## Source information
▽

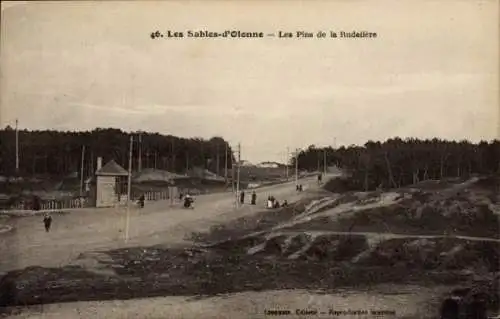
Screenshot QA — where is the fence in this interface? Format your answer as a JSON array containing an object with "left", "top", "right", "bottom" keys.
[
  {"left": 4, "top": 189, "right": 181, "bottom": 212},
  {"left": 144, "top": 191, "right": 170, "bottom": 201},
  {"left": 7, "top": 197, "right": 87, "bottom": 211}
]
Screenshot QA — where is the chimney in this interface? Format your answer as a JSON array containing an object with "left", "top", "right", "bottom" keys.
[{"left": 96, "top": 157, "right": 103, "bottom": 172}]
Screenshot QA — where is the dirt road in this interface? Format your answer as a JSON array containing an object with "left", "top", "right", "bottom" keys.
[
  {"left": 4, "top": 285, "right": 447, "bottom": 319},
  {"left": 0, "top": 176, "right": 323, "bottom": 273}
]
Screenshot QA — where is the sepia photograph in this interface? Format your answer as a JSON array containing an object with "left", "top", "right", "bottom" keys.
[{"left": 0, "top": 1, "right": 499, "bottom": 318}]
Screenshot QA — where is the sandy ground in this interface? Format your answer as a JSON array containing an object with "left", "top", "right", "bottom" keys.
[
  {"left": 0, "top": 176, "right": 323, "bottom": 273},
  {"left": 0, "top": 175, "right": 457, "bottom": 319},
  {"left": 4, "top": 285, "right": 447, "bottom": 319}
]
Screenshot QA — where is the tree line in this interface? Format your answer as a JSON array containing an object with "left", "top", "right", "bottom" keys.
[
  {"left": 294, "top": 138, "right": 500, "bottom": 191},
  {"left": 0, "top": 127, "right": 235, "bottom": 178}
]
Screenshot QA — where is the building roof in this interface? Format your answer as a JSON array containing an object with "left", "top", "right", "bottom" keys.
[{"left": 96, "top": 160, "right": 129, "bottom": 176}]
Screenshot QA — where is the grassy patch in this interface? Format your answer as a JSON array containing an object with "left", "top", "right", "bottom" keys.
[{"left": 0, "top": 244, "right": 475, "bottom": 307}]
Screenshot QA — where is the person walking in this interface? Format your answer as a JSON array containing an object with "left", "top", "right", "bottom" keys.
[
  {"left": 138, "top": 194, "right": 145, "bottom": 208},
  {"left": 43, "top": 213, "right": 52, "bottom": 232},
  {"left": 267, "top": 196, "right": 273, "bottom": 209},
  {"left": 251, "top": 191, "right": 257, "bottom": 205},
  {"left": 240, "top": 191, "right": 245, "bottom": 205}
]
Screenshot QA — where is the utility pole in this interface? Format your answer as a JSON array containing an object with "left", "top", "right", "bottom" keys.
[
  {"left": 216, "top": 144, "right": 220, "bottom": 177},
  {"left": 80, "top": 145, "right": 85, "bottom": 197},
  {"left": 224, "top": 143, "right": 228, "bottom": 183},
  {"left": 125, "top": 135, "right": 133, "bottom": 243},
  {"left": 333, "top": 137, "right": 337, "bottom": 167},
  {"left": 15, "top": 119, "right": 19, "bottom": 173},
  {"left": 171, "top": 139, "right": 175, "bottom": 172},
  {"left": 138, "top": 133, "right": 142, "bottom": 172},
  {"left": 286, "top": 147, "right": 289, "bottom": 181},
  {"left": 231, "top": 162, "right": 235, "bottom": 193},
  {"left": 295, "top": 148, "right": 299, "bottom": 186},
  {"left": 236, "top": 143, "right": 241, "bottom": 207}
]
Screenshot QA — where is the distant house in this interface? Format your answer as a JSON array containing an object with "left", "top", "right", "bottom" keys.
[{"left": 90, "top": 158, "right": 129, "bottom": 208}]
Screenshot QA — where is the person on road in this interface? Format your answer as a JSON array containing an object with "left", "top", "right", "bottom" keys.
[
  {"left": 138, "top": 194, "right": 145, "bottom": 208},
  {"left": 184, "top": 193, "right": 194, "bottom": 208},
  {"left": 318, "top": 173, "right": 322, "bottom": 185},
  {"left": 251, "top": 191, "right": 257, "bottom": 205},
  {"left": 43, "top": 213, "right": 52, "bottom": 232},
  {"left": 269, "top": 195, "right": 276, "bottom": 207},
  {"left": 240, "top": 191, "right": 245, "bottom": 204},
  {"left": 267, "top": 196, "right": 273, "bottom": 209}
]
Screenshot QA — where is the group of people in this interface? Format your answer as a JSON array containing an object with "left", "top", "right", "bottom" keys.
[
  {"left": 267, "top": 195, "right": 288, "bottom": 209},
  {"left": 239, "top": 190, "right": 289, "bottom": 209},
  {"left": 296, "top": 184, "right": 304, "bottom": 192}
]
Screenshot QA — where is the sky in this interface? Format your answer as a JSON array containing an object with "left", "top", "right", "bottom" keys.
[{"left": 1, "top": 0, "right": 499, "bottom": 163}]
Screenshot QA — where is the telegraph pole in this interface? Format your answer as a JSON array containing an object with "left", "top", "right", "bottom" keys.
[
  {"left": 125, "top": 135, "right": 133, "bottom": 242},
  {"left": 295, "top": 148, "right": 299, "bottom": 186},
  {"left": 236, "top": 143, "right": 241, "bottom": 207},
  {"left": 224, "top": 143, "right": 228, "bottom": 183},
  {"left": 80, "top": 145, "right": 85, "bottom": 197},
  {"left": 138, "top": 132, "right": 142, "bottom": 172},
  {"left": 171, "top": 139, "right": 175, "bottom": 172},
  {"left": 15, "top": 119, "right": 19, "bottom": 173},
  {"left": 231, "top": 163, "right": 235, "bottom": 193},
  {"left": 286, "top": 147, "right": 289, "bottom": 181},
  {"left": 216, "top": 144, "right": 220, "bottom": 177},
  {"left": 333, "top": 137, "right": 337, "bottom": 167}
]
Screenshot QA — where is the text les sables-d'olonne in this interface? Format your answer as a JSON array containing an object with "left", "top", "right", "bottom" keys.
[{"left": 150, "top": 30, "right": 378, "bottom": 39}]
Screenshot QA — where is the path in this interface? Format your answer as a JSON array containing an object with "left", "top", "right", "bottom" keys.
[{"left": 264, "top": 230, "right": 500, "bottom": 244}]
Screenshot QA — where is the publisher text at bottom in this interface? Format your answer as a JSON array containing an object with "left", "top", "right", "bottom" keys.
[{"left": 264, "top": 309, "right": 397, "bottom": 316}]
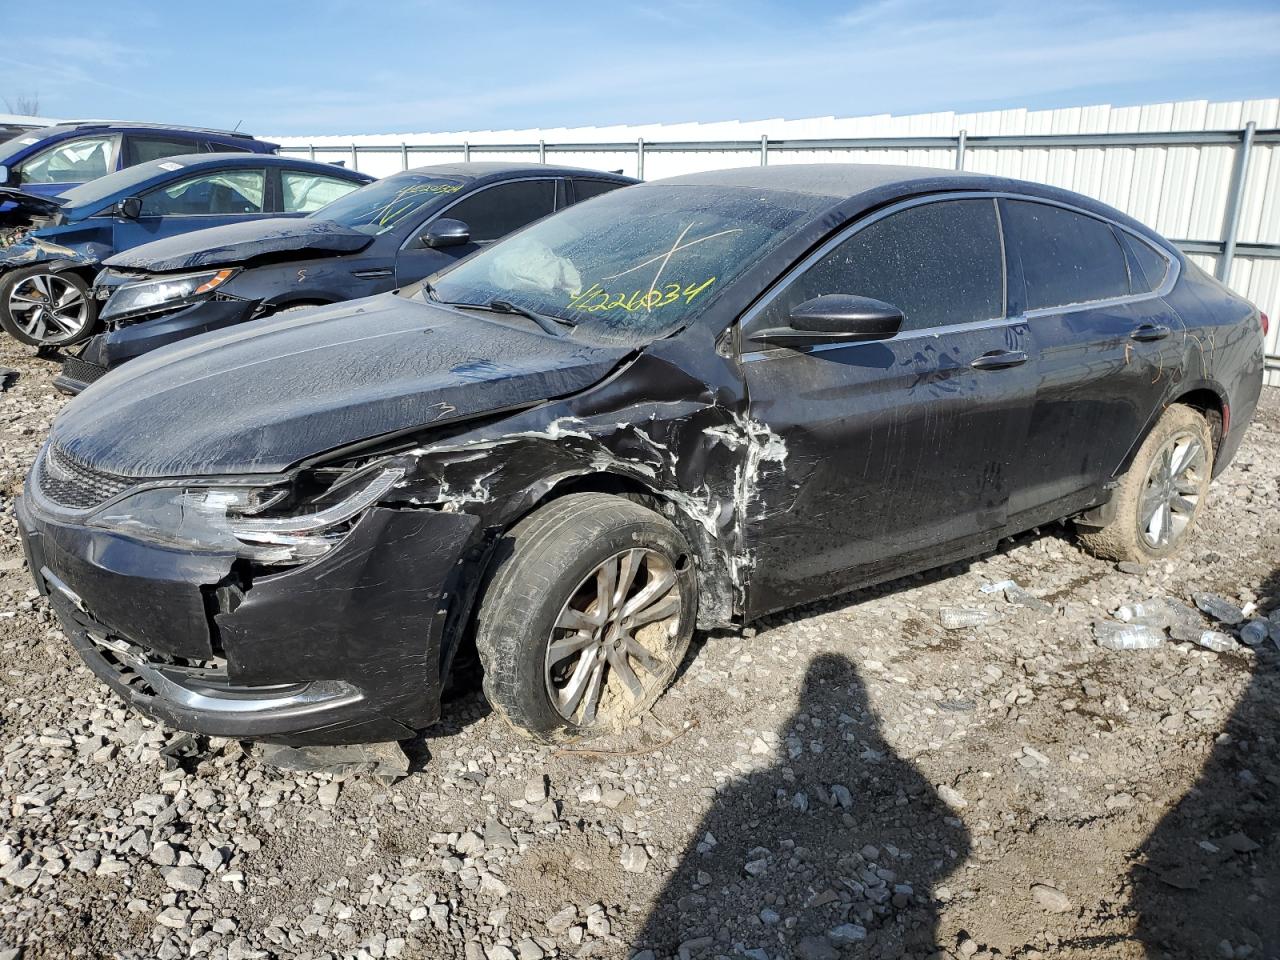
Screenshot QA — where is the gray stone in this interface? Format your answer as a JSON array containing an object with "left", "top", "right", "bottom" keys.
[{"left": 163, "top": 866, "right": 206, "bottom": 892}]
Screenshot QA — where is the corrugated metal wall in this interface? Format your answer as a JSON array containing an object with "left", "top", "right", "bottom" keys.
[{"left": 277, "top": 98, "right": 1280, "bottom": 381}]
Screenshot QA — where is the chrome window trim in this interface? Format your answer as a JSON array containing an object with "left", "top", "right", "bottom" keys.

△

## What is required
Each entry should be copied exactly as written, though any pictures stay out.

## Solution to the problem
Screenshot QA — where is the fence in this interface? Format your answer as a JSON array containing an object with "left", "top", "right", "bottom" keys.
[
  {"left": 4, "top": 189, "right": 181, "bottom": 212},
  {"left": 144, "top": 191, "right": 170, "bottom": 201},
  {"left": 7, "top": 197, "right": 87, "bottom": 211}
]
Screenshot QA — where is the chimney in this interface? Format your answer as a JSON array containing an object with "left", "top", "right", "bottom" keys.
[{"left": 96, "top": 157, "right": 103, "bottom": 172}]
Screenshot QA — where is the dirt road in this interface? Format your answer as a JSON array containing an object with "left", "top", "right", "bottom" keys.
[
  {"left": 4, "top": 285, "right": 447, "bottom": 319},
  {"left": 0, "top": 176, "right": 323, "bottom": 273}
]
Screenshot QA — where is the sepia photograph in this interface? Format your answer as a JSON array containing an object with "left", "top", "right", "bottom" keys.
[{"left": 0, "top": 1, "right": 499, "bottom": 318}]
Screenshot QA — where is the sandy ground in this interface? Format your answer as a JSON array containing an object with "left", "top", "right", "bottom" keys.
[
  {"left": 0, "top": 176, "right": 323, "bottom": 273},
  {"left": 0, "top": 175, "right": 457, "bottom": 319},
  {"left": 4, "top": 285, "right": 447, "bottom": 319}
]
Screenshot QA — where is the tree line in this interface? Format your answer as a JSON array containing an object with "left", "top", "right", "bottom" keys.
[
  {"left": 294, "top": 138, "right": 500, "bottom": 191},
  {"left": 0, "top": 127, "right": 235, "bottom": 178}
]
Screenshot QA — where is the building roof in this interface? Format your answer as a JSON array containing an object with "left", "top", "right", "bottom" keys.
[{"left": 96, "top": 160, "right": 129, "bottom": 176}]
Screenshot QA — where is the grassy patch in this interface? Format your answer as a JSON array containing an object with "left", "top", "right", "bottom" keys.
[{"left": 0, "top": 244, "right": 475, "bottom": 307}]
Screenshot QA — where is the person walking in this interface? Format your answer as a JSON array containing an object with "left", "top", "right", "bottom" keys.
[
  {"left": 138, "top": 194, "right": 145, "bottom": 208},
  {"left": 43, "top": 213, "right": 52, "bottom": 232},
  {"left": 267, "top": 196, "right": 273, "bottom": 209},
  {"left": 251, "top": 191, "right": 257, "bottom": 205},
  {"left": 240, "top": 191, "right": 245, "bottom": 205}
]
Screenshot QA — where is the utility pole in this interface? Format your answer as a JSON array containing an object with "left", "top", "right", "bottom" keys.
[
  {"left": 216, "top": 144, "right": 220, "bottom": 177},
  {"left": 80, "top": 145, "right": 85, "bottom": 197},
  {"left": 224, "top": 143, "right": 228, "bottom": 183},
  {"left": 125, "top": 135, "right": 133, "bottom": 243},
  {"left": 333, "top": 137, "right": 337, "bottom": 167},
  {"left": 15, "top": 119, "right": 19, "bottom": 173},
  {"left": 171, "top": 139, "right": 175, "bottom": 172},
  {"left": 138, "top": 133, "right": 142, "bottom": 172},
  {"left": 286, "top": 147, "right": 289, "bottom": 181},
  {"left": 231, "top": 162, "right": 235, "bottom": 193},
  {"left": 295, "top": 148, "right": 299, "bottom": 186},
  {"left": 236, "top": 143, "right": 241, "bottom": 207}
]
Screenshot QA — where is the distant house in this interface? Format your answer as a JSON array containing an object with "left", "top", "right", "bottom" keys.
[{"left": 90, "top": 158, "right": 129, "bottom": 208}]
Screenshot QA — where is the person on road in this interface? Format your answer as a JSON array containing an object with "left", "top", "right", "bottom" keys.
[
  {"left": 138, "top": 194, "right": 145, "bottom": 208},
  {"left": 184, "top": 193, "right": 194, "bottom": 208},
  {"left": 318, "top": 173, "right": 322, "bottom": 185},
  {"left": 251, "top": 191, "right": 257, "bottom": 205},
  {"left": 43, "top": 213, "right": 52, "bottom": 232},
  {"left": 269, "top": 195, "right": 276, "bottom": 207},
  {"left": 240, "top": 191, "right": 245, "bottom": 204},
  {"left": 267, "top": 196, "right": 273, "bottom": 209}
]
Screenshot QA — where is the group of people in this interface? Format your answer as a JSON array containing an object with "left", "top", "right", "bottom" keys.
[
  {"left": 267, "top": 195, "right": 288, "bottom": 209},
  {"left": 239, "top": 190, "right": 289, "bottom": 209},
  {"left": 296, "top": 184, "right": 304, "bottom": 192}
]
Screenshot QA — where is the sky in this interface? Format your answer as a JSON array containing an object with "left", "top", "right", "bottom" keys.
[{"left": 1, "top": 0, "right": 499, "bottom": 163}]
Screenshot QA — where is the telegraph pole in this interface? Format your answer as a JSON array containing an object with "left", "top", "right", "bottom" keys.
[
  {"left": 125, "top": 135, "right": 133, "bottom": 242},
  {"left": 295, "top": 148, "right": 299, "bottom": 186},
  {"left": 236, "top": 143, "right": 241, "bottom": 207},
  {"left": 224, "top": 143, "right": 228, "bottom": 183},
  {"left": 80, "top": 145, "right": 85, "bottom": 197},
  {"left": 138, "top": 132, "right": 142, "bottom": 172},
  {"left": 171, "top": 139, "right": 175, "bottom": 172},
  {"left": 15, "top": 119, "right": 19, "bottom": 173},
  {"left": 231, "top": 163, "right": 235, "bottom": 193},
  {"left": 286, "top": 147, "right": 289, "bottom": 181},
  {"left": 216, "top": 144, "right": 220, "bottom": 177},
  {"left": 333, "top": 137, "right": 337, "bottom": 167}
]
Screenshot QA — where is the text les sables-d'olonne in this interface? Format your answer as a JSON array containing an object with "left", "top", "right", "bottom" keys.
[{"left": 150, "top": 30, "right": 378, "bottom": 39}]
Screenshot QA — where is the path in this interface? Format your answer as a JSON array containing an object with "left", "top", "right", "bottom" keys.
[{"left": 264, "top": 230, "right": 500, "bottom": 244}]
Screenshot QA — where is the publisher text at bottom in this interface? Format your answer as a JSON array containing an object with "left", "top", "right", "bottom" keys.
[{"left": 264, "top": 309, "right": 397, "bottom": 316}]
Screenshot QA — where is the gray stone in this interface? Format your answer as a JSON array containing an object with "left", "top", "right", "bottom" keys.
[{"left": 163, "top": 866, "right": 206, "bottom": 892}]
Screenshot QA — where is the corrugated metal wall in this interface? Format your answer as a JSON array containing an object with "left", "top", "right", "bottom" keys.
[{"left": 277, "top": 98, "right": 1280, "bottom": 381}]
Screenshot QA — where is the chrome window trim in this interface? Format your answer as a JSON array containing an object with "left", "top", "right", "bottom" keys.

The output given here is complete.